PASSAGE GIVEN
Am I wrong or does using hugeltbfs/tmpfs ... i.e., a file not-deleted between shutting down the old instances and firing up the new instance just solve this issue?

>> 
>> Thanks for info on the use case!
>> 
>> All of these use cases either already use, or could use, huge pages
>> IMHO. It's not your ordinary proprietary gaming app :) This is where
>> pre-zeroing of huge pages could already help.
> 
> You are welcome.  For some historical reason, some of our services are
> not using hugetlbfs, that is why I didn't start with hugetlbfs.
> 
>> Just wondering, wouldn't it be possible to use tmpfs/hugetlbfs ...
>> creating a file and pre-zeroing it from another process, or am I missing
>> something important? At least for QEMU this should work AFAIK, where you
>> can just pass the file to be use using memory-backend-file.
>> 
> If using another process to create a file, we can offload the overhead to
> another process, and there is no need to pre-zeroing it's content, just
> populating the memory is enough.

DATA SECTION

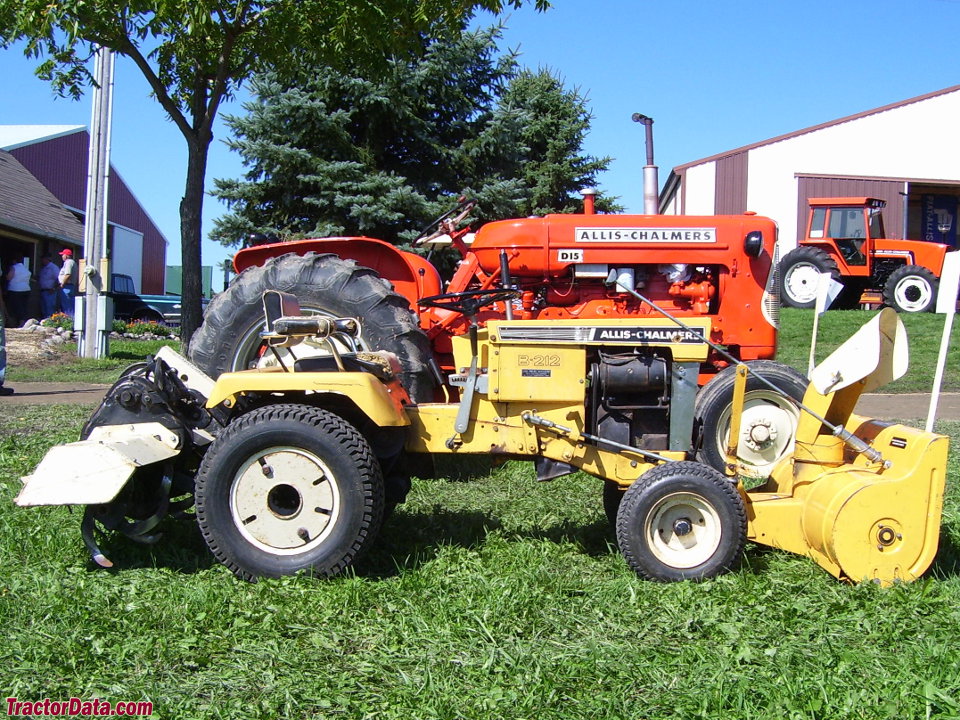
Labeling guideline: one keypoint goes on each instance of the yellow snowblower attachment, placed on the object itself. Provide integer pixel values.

EXERCISE
Reproduce the huge-pages discussion word for word, everything from "Am I wrong or" down to "solve this issue?".

COMPLETE OUTPUT
Am I wrong or does using hugeltbfs/tmpfs ... i.e., a file not-deleted between shutting down the old instances and firing up the new instance just solve this issue?